─── Document segment

# overheating?



## slimshady2884 (Aug 8, 2004)

i am going to buy a 1993 nissan altima tomorrow, but the girl told me that it overheats occasionally. She replaced the thermostat and two hoses. i am wondering what are some other possibilities that may be causing it to overheat , and is it more than likely going to be an easy fix?


----------



## asleepz (Feb 24, 2004)

radiator cloggage or the ports in the block itself can get clogged (which is a major beeotch to clean without stripping down the motor. But it only does it occasionally? Hmm that's wierd


----------



## slimshady2884 (Aug 8, 2004)

so should i try a radiator flush or maybe a new radiator? Could it be the water pump?


----------



## Asleep (Jan 19, 2003)

if cooling parts were replaced and the system never bled - it could act like that easily. lots of people overlook the relative simple and basic step of bleeding the system.


----------



## slimshady2884 (Aug 8, 2004)

do you know any easy ways of checking to see if it is a cracked head gasket...or complicated ways? ... i don't wanna pick this car up if its a piece


----------



## ultimatuc (May 1, 2004)

^ look for white or blue exhaust. funny smelling exhaust..............


----------



## Asleep (Jan 19, 2003)

milky oil or milky coolant as well. check your dipstick for excessive moisture as well.


----------



## asleepz (Feb 24, 2004)

──────
─── Excerpted data

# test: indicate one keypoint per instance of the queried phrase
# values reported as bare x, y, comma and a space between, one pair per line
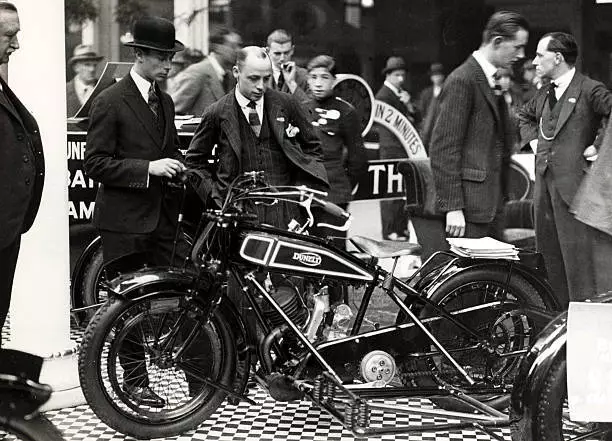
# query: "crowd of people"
261, 111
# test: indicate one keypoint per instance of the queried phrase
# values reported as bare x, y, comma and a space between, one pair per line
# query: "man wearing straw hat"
132, 145
84, 63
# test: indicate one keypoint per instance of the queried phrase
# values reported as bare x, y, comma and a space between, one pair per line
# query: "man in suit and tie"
393, 216
561, 123
131, 145
257, 128
286, 75
84, 63
203, 83
472, 139
22, 168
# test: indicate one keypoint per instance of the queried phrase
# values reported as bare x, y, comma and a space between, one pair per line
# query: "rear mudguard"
150, 281
529, 382
530, 267
76, 279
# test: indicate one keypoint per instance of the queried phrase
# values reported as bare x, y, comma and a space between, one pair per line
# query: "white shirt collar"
142, 84
488, 69
216, 66
563, 82
243, 102
392, 87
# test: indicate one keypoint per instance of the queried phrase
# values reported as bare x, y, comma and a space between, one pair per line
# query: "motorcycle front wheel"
38, 428
162, 341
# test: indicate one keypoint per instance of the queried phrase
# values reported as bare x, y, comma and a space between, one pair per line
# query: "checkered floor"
268, 420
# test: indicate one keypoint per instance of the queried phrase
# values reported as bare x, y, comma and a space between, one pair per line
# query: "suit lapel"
216, 87
570, 98
230, 124
484, 86
4, 101
276, 117
141, 110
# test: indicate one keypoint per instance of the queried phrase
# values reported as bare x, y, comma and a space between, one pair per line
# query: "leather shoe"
144, 396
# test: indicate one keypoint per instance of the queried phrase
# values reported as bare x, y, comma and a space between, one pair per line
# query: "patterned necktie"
552, 97
254, 121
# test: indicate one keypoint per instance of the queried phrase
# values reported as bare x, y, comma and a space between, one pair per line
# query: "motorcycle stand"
355, 412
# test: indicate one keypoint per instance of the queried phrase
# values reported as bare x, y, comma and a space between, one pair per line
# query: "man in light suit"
286, 75
256, 128
84, 62
561, 123
472, 139
22, 167
203, 83
131, 145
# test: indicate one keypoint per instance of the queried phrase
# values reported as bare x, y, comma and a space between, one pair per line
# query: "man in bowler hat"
132, 145
84, 62
22, 165
393, 216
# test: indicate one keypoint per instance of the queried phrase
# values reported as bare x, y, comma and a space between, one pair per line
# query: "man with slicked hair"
256, 128
472, 140
561, 123
22, 167
286, 75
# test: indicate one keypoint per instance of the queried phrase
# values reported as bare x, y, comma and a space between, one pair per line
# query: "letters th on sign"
589, 361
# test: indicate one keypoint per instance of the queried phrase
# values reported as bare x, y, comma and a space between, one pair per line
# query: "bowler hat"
394, 63
155, 33
84, 52
436, 69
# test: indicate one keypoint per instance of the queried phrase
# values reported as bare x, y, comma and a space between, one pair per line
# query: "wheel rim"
501, 328
156, 323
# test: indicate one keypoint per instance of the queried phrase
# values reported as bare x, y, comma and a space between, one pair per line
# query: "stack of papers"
483, 248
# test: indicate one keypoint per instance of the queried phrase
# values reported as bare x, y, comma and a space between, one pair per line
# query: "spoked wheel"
38, 428
503, 333
162, 341
551, 417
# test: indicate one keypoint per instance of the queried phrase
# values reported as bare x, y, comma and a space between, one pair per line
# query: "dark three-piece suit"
575, 254
22, 171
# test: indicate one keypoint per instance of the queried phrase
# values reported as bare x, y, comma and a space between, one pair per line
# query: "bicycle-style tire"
99, 368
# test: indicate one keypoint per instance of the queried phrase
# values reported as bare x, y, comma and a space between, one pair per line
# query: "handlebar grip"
332, 208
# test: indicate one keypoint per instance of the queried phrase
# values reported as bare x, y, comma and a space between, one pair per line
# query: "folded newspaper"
483, 248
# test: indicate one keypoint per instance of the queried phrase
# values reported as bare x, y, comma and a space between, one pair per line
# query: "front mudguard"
443, 266
150, 281
529, 382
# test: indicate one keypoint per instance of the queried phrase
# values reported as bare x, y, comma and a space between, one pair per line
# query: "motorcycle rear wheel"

──────

Direction A ::
In the overheating thread, which parts had the seller already replaced on the car?
Direction B ::
Shorten the paragraph of the overheating thread that begins "i am going to buy a 1993 nissan altima", keeping its main facts.
Direction C ::
Pick up the thread about the overheating Altima from the point where it stops.

Written response A ::
The thermostat and two hoses.

Written response B ::
The poster plans to buy a 1993 Nissan Altima tomorrow but was told it overheats occasionally, even though the seller replaced the thermostat and two hoses. The poster asks what else could be causing the overheating and whether it is likely an easy fix.

Written response C ::
yeah the head gasket could be blown


----------



## schebs240 (Apr 13, 2004)

Also look in the exhaust pipe if theres alot of black residue or white anything that looks out of place thats a huge sign.

Also pull the dip sticks and see the coloration of the fluids. there is possible mixing of antifreeze in your oil, thats another sign. 

Also check the antifreeze very well.

Pull the oil dipstick get alot of oil on a white paper towel hold it up to the sun and see what u see, is there signs of anti..? signs of alot of metal shavings??

Be very weary about a car with an overheat problem.

ALSO Look to see if the car has been overheated before??

Too see if theres air pockets in the radiator u'll have to start the car with no rad cap and let it get real hot and if it burps alot, its most likely just air in the sysytem.


----------



## SPEEDO (Jun 9, 2003)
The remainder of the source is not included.